■ **WHAT THE EXERCISE ASKS**
Retype the data below exactly, skipping pictures.

■ **PROVIDED RECORDS**
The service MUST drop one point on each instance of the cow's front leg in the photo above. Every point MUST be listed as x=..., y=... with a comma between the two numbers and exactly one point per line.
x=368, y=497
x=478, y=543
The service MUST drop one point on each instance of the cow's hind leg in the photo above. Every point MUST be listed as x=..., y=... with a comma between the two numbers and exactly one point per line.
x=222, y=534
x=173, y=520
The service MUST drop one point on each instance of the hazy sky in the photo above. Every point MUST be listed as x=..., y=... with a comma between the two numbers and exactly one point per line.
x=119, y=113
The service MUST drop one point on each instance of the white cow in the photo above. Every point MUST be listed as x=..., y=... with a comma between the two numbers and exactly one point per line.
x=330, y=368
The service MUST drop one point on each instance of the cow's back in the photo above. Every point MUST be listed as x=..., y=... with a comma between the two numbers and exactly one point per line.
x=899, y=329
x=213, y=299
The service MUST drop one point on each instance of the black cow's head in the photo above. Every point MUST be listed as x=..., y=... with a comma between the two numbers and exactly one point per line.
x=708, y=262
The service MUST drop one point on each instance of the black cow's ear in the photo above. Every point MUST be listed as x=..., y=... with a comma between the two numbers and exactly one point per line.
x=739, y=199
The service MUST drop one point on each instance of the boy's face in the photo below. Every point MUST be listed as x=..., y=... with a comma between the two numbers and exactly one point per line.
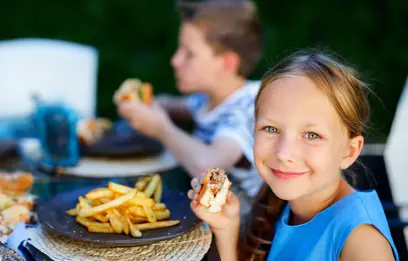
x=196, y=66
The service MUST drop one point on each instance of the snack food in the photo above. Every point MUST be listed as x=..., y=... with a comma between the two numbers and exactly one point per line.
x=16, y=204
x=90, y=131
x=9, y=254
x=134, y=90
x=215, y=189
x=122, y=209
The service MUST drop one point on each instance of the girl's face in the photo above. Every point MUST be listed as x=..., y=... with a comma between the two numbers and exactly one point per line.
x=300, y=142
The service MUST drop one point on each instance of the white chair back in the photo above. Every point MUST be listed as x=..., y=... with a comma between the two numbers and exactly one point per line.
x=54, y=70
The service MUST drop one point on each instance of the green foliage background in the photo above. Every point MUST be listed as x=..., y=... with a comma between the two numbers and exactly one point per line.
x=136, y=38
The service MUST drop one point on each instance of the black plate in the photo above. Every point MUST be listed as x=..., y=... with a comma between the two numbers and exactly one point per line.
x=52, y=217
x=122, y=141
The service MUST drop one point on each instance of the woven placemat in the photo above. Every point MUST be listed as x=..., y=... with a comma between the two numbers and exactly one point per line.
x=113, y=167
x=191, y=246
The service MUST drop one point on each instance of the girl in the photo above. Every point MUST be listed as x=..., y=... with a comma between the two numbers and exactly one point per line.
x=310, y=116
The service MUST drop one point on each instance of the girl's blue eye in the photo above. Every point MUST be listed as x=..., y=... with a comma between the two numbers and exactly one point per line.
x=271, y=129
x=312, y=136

■ **COMPLETED TASK**
The service MUST drop one point on each instance of the cow's front leg in the photo above. Every point MUST be listed as x=..., y=... with a comma between the two numbers and exactly one point per line.
x=368, y=497
x=478, y=543
The service MUST drop one point on each instance of the cow's hind leg in the photo above. Every point MUST be listed as x=..., y=... with a comma between the two numbers and exactly one point per line.
x=222, y=534
x=173, y=520
The service MUST drop one point on each instance of the hazy sky in the photo above. Every point MUST be listed as x=..., y=... with a comma between the two numbers and exactly one point per line.
x=119, y=113
The service MUST drop one point on each instance of the white cow in the photo above. Every point MUST be listed as x=..., y=... with a comma between the two numbers and exactly one point per line.
x=330, y=368
The service MUST drop one point on each instance of the cow's back in the photo above. Every point MUST be listed as x=..., y=... with a comma between the two numbers and exactly one point per line.
x=899, y=329
x=213, y=299
The service MUST drop one point on each instance of the black cow's head in the photo above. Every point MUST be listed as x=..., y=... with a comma between the two numbers and exactly one point per line.
x=708, y=262
The service MUST drop one point on each instance of the black cow's ear in the photo above. Every point MUST be listed as x=..., y=... with a comma between the two numbers and exactly one point per line.
x=739, y=199
The service MUST drop one point on each instance of the boy's face in the photo below. Every point MUST be listed as x=..., y=... with a comma between the two numbers and exactly one point per line.
x=196, y=66
The service MUST drop one point on each instance of the snack food in the photo above. Every point MUST be listed as x=..., y=... with a comma between the two numbers and exactly one point per line.
x=16, y=204
x=90, y=131
x=9, y=254
x=134, y=90
x=215, y=189
x=122, y=209
The service MUST drop one point on each instance of the girl's face in the photo above. Every point MUST be listed as x=..., y=... with a comma between the two numbers and exactly one point per line.
x=300, y=142
The service MUST drop one point on each instance of the white chair back in the photo above. Every point MUST be listed as x=..., y=... with a comma between the two numbers and exactly one point per line.
x=54, y=70
The service MUST drop one point on each instance of the green foliage background in the photo above. Every point MUST be listed as x=..., y=... with a comma between the two numbers and exactly one point per line.
x=136, y=38
The service MUST drop one point on each instance of the black plate in the photo above. Every point MUST be listed as x=..., y=... with a comma between the two numbers and exactly one point per line.
x=52, y=217
x=122, y=141
The service MUST drop one point on each instance of the woven placemat in the photo above. Every point MUST be listed as x=..., y=... with a comma between the two numbers and exactly one point per line.
x=113, y=167
x=191, y=246
The service MUST drop one point on each instance of the girl in the photo above. Every point MUST be listed as x=..., y=... with a comma between the two numbers and exactly one point per line.
x=310, y=116
The service MUST drop one point on each instance of the girl's blue eye in the photo above. Every point MUST be listed as x=..., y=... with a comma between the two numbers and exactly one point per line.
x=271, y=129
x=312, y=136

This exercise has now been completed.